Only the pictures should be left out; write out all other data exactly.

### Records to use

+--

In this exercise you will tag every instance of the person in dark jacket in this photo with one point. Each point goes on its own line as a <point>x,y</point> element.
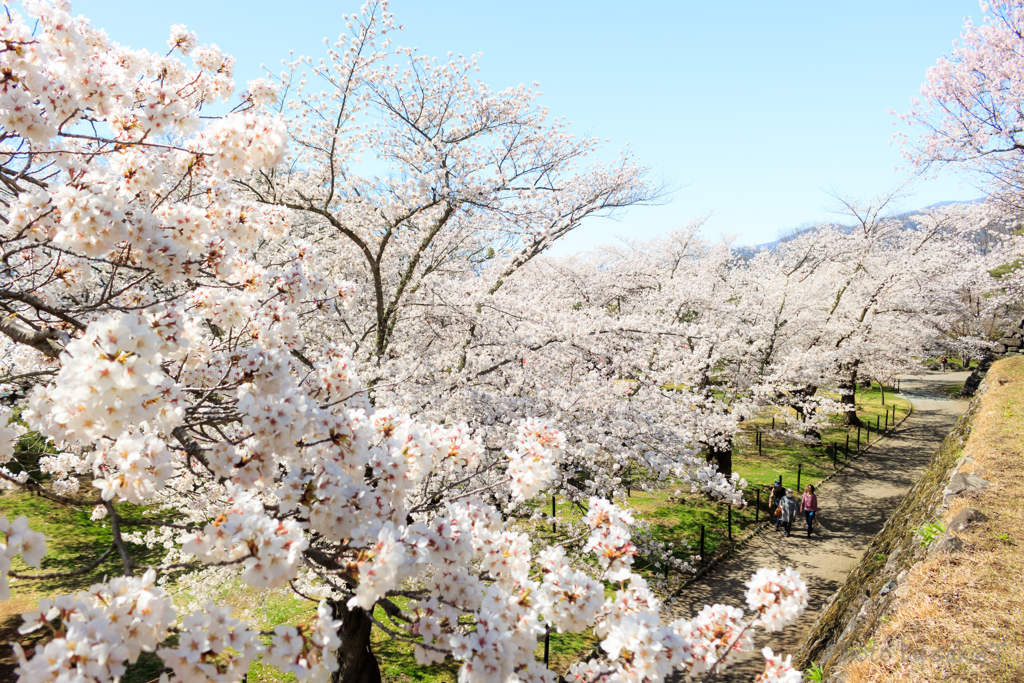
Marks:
<point>776,496</point>
<point>790,508</point>
<point>809,506</point>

+--

### Solution for this task
In this exercise you will tag every instance of the person in dark jacket in this photo with one point. Each point goes on its own line as a <point>x,y</point> element.
Marks:
<point>776,496</point>
<point>790,508</point>
<point>809,506</point>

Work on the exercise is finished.